» SUPPLIED MATERIAL

_____

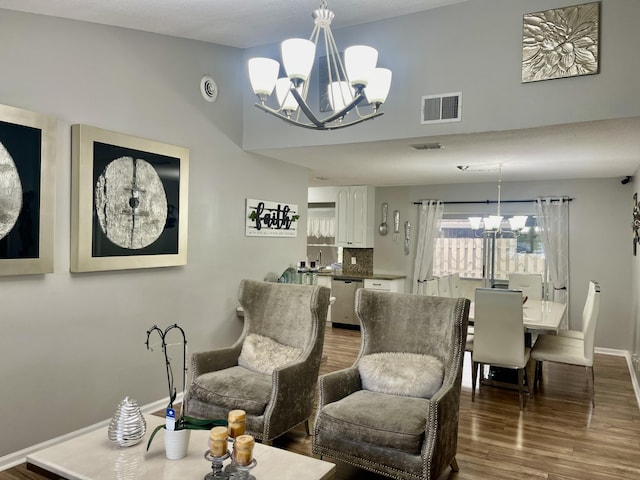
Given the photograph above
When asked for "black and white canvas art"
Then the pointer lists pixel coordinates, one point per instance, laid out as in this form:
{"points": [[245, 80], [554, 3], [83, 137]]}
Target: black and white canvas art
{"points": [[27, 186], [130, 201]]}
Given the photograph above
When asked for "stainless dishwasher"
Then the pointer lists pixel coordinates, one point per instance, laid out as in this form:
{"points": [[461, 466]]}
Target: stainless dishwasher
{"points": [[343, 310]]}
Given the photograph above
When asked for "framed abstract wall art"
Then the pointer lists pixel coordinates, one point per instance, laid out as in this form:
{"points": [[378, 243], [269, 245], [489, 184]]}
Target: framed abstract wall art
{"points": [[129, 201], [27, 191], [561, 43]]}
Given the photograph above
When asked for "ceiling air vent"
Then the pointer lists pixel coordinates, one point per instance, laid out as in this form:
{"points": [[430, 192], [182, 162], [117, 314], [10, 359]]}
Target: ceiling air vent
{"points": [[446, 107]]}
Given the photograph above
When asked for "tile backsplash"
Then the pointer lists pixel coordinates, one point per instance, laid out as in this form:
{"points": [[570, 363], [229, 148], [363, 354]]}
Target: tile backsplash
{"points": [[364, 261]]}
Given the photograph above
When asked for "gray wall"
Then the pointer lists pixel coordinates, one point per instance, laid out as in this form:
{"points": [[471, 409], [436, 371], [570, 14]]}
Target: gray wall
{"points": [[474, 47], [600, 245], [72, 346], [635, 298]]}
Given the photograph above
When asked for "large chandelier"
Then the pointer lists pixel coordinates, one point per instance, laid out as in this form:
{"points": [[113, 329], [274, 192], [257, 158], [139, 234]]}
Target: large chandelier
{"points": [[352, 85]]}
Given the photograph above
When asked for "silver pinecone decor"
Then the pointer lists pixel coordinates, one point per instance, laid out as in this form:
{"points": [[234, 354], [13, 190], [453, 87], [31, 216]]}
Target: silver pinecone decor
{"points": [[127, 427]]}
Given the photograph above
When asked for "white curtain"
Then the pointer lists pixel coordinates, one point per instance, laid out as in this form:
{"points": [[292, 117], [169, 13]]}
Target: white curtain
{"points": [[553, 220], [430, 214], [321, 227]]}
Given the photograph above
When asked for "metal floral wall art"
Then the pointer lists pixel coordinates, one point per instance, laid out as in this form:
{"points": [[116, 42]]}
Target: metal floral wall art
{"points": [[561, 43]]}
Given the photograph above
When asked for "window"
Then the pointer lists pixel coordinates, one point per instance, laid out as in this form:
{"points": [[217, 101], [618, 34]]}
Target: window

_____

» WHAT TO DO
Please locate every line in the material above that contains the word "stainless" and copy each of those lines. Case counts.

» RESPONSE TO THIS EXERCISE
When asked for "stainless dishwasher"
Target: stainless dishwasher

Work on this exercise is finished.